◆ **SHORT EXERCISE**:
Rewrite the rows from the start through the line that contains "M 391 216 L", replacing "outline" with "boundary" and changing nothing else. Leave the pictures out of your answer.

◆ **DATA LISTING**:

************

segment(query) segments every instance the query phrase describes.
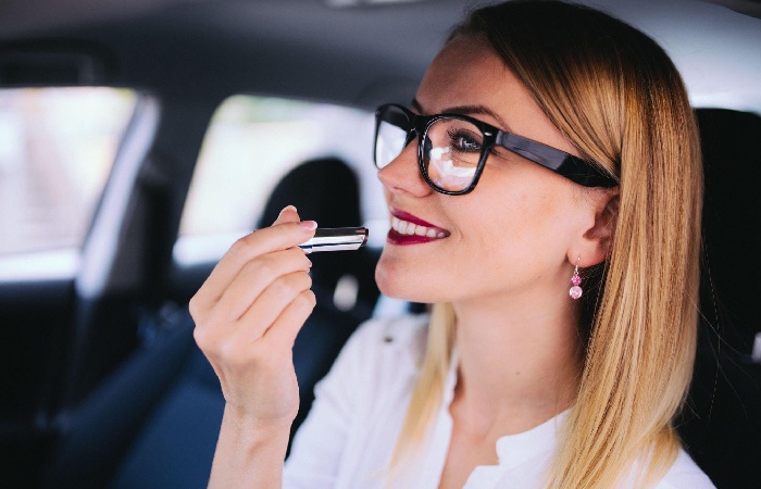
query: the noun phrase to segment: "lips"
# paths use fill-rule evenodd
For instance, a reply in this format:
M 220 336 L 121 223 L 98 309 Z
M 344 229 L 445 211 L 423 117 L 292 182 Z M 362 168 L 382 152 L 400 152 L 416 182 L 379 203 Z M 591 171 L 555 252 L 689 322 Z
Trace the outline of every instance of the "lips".
M 391 216 L 391 229 L 386 239 L 391 244 L 420 244 L 449 236 L 448 230 L 408 212 L 392 209 Z

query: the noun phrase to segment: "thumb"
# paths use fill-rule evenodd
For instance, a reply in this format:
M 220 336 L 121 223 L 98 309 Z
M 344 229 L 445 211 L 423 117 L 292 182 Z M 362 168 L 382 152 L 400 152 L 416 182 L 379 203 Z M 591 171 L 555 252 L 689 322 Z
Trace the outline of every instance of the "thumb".
M 299 217 L 299 213 L 296 208 L 294 205 L 287 205 L 280 211 L 280 214 L 273 223 L 273 226 L 276 224 L 298 223 L 299 221 L 301 221 L 301 218 Z

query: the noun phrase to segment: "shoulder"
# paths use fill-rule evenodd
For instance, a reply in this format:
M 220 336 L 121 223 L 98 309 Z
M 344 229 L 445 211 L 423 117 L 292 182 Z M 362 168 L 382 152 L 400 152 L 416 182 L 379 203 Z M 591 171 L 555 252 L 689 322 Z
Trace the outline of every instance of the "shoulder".
M 711 479 L 684 450 L 656 489 L 715 489 Z

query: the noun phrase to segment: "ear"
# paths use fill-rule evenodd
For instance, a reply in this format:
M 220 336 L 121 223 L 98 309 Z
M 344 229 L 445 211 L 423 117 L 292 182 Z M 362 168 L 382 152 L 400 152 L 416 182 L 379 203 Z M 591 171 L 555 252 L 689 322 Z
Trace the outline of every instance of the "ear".
M 595 189 L 589 196 L 591 218 L 587 220 L 579 238 L 569 248 L 569 262 L 587 267 L 602 263 L 610 253 L 615 222 L 619 217 L 619 187 Z

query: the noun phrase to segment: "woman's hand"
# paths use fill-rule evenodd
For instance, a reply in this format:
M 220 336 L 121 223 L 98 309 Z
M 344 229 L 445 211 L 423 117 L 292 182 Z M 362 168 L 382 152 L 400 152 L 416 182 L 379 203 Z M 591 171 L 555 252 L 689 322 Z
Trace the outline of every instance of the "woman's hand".
M 246 429 L 286 432 L 298 412 L 291 348 L 315 298 L 311 262 L 297 244 L 315 228 L 287 206 L 272 227 L 233 244 L 190 300 L 196 342 L 220 377 L 225 416 Z

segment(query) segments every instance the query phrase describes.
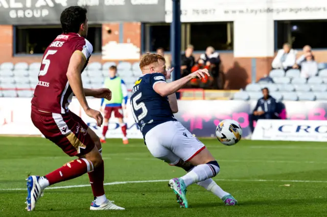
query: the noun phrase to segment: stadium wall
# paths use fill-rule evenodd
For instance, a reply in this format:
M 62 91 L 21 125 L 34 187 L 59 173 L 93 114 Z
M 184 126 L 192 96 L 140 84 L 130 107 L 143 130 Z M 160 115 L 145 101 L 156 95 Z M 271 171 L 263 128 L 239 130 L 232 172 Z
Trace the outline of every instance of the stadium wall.
M 1 99 L 0 134 L 41 135 L 31 121 L 31 99 L 29 98 Z M 99 107 L 100 101 L 99 99 L 87 99 L 89 105 L 93 108 Z M 251 113 L 256 102 L 239 100 L 179 100 L 179 112 L 175 117 L 189 130 L 199 137 L 214 137 L 216 126 L 219 122 L 232 119 L 240 123 L 243 130 L 243 136 L 246 137 L 250 132 L 248 114 Z M 286 108 L 287 119 L 302 120 L 302 125 L 305 125 L 308 120 L 324 121 L 324 123 L 327 119 L 327 101 L 287 101 L 283 103 Z M 22 107 L 25 108 L 21 110 Z M 94 119 L 86 116 L 76 98 L 73 99 L 69 109 L 81 117 L 101 135 L 101 129 L 97 127 Z M 133 119 L 129 104 L 124 120 L 127 125 L 129 138 L 143 138 Z M 327 126 L 324 127 L 319 130 L 327 129 Z M 116 119 L 110 119 L 109 130 L 106 136 L 108 138 L 122 138 Z

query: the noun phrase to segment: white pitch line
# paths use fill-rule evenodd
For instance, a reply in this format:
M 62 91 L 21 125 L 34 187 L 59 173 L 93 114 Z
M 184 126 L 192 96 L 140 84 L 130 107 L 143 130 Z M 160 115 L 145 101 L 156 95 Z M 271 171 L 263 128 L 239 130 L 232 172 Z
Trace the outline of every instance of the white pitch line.
M 273 179 L 214 179 L 217 181 L 239 181 L 239 182 L 305 182 L 305 183 L 327 183 L 327 181 L 318 180 L 283 180 Z M 113 185 L 116 184 L 123 184 L 134 183 L 149 183 L 149 182 L 163 182 L 169 181 L 169 180 L 145 180 L 145 181 L 116 181 L 113 182 L 108 182 L 103 184 L 104 185 Z M 59 186 L 57 187 L 49 187 L 46 189 L 62 189 L 62 188 L 74 188 L 76 187 L 90 187 L 89 184 L 80 184 L 78 185 L 67 185 Z M 0 191 L 26 191 L 27 188 L 0 188 Z

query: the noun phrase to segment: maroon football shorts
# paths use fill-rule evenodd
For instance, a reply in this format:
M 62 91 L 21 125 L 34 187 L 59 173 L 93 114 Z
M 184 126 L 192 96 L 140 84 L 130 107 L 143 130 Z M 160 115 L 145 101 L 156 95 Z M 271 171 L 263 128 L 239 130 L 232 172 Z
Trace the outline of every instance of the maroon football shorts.
M 87 154 L 95 143 L 86 130 L 88 126 L 73 113 L 45 113 L 32 108 L 31 118 L 44 137 L 71 156 Z
M 104 109 L 104 118 L 109 119 L 111 117 L 111 113 L 113 112 L 115 118 L 123 118 L 123 108 L 122 106 L 109 107 L 106 106 Z

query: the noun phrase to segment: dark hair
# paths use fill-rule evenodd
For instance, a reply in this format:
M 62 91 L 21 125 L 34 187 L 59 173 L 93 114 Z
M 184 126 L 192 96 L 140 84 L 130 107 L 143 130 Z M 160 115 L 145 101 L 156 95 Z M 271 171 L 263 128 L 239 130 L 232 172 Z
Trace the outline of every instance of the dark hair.
M 87 13 L 85 8 L 79 6 L 71 6 L 64 10 L 60 15 L 63 33 L 78 33 L 81 24 L 86 20 Z
M 263 88 L 261 89 L 261 91 L 263 91 L 264 90 L 267 90 L 267 91 L 268 91 L 268 92 L 269 92 L 269 90 L 268 89 L 268 88 Z
M 111 66 L 110 67 L 109 67 L 109 69 L 110 70 L 117 71 L 117 67 L 116 66 Z

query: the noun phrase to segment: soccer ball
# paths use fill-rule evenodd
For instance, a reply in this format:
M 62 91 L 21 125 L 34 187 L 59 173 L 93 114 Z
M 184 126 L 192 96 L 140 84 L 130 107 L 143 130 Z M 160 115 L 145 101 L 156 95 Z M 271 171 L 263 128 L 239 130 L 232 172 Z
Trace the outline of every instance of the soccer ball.
M 216 135 L 221 143 L 225 145 L 233 145 L 242 138 L 243 131 L 240 124 L 233 120 L 224 120 L 216 128 Z

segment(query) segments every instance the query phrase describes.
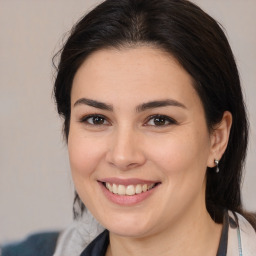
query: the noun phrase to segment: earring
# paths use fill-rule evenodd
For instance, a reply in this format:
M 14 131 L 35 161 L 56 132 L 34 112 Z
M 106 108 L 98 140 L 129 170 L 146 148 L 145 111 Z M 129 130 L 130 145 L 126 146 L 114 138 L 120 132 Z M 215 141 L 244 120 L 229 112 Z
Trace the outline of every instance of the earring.
M 218 173 L 220 171 L 220 169 L 219 169 L 219 160 L 214 159 L 214 163 L 216 165 L 216 173 Z

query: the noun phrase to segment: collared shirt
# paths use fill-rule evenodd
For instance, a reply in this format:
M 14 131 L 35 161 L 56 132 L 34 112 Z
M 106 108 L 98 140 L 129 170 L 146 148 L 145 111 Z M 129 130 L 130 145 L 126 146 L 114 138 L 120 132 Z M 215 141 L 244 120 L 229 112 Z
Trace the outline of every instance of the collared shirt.
M 109 245 L 109 232 L 103 231 L 80 256 L 105 256 Z M 216 256 L 255 256 L 256 233 L 249 222 L 239 214 L 226 212 Z

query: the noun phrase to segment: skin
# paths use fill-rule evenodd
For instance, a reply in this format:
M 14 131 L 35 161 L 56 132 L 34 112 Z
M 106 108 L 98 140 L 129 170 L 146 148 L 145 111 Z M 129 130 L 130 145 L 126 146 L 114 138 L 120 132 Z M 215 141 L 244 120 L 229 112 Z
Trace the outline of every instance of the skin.
M 159 125 L 153 115 L 169 119 Z M 80 198 L 110 231 L 107 255 L 216 255 L 221 225 L 206 210 L 205 173 L 221 159 L 231 123 L 225 112 L 209 133 L 193 79 L 159 49 L 105 49 L 84 61 L 72 86 L 68 150 Z M 118 205 L 99 183 L 113 177 L 160 185 L 140 203 Z

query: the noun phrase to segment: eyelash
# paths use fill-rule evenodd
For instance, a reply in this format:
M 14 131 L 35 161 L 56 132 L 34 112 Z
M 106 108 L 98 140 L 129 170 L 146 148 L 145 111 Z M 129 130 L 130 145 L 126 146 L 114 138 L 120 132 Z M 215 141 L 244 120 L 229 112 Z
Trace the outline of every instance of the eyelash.
M 96 119 L 98 118 L 98 121 L 103 121 L 103 123 L 93 123 Z M 92 119 L 92 122 L 90 123 L 89 120 Z M 158 119 L 160 122 L 164 122 L 163 124 L 156 125 L 156 119 Z M 149 124 L 149 122 L 153 120 L 154 124 Z M 92 114 L 88 116 L 84 116 L 80 120 L 81 123 L 85 123 L 87 125 L 92 125 L 92 126 L 101 126 L 101 125 L 110 125 L 111 123 L 108 121 L 108 119 L 99 114 Z M 107 122 L 107 123 L 105 123 Z M 167 122 L 167 124 L 166 124 Z M 166 115 L 152 115 L 146 119 L 146 122 L 143 124 L 143 126 L 154 126 L 154 127 L 166 127 L 169 125 L 177 124 L 177 121 L 174 120 L 173 118 L 166 116 Z

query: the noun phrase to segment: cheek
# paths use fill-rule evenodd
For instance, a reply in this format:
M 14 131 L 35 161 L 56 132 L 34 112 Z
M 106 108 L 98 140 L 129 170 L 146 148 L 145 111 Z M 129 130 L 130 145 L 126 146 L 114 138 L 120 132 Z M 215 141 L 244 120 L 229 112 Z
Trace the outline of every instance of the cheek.
M 149 158 L 154 159 L 165 175 L 184 178 L 192 175 L 205 175 L 209 155 L 207 133 L 188 131 L 159 137 L 145 148 Z
M 80 177 L 89 178 L 94 173 L 104 154 L 104 147 L 100 140 L 75 136 L 71 133 L 68 152 L 73 179 L 77 183 Z

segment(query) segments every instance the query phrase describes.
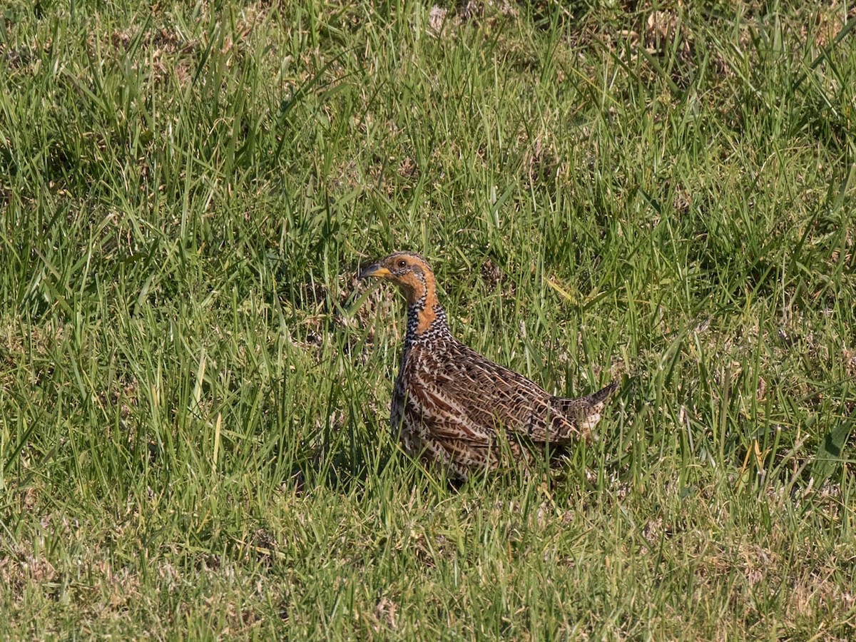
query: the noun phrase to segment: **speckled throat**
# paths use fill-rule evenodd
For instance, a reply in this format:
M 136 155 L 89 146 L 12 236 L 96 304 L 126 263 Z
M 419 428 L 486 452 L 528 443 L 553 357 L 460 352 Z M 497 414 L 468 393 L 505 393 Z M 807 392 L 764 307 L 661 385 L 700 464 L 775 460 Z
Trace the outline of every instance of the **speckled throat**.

************

◆ **SOLUTION TO THE PROBLEM**:
segment(query) segments every instance the query phrase describes.
query: the noun phrase to segment: "lips"
# paths use fill-rule evenodd
For instance, a reply in this format:
M 220 336 L 121 223 L 98 309 Z
M 344 229 L 445 211 L 423 117 L 292 182 Z M 362 168 L 382 152 L 400 152 L 416 182 L 379 203 Z M 591 171 L 555 252 L 689 322 Z
Trace the boundary of every instance of the "lips".
M 391 216 L 391 229 L 386 239 L 391 244 L 420 244 L 449 236 L 448 230 L 408 212 L 392 209 Z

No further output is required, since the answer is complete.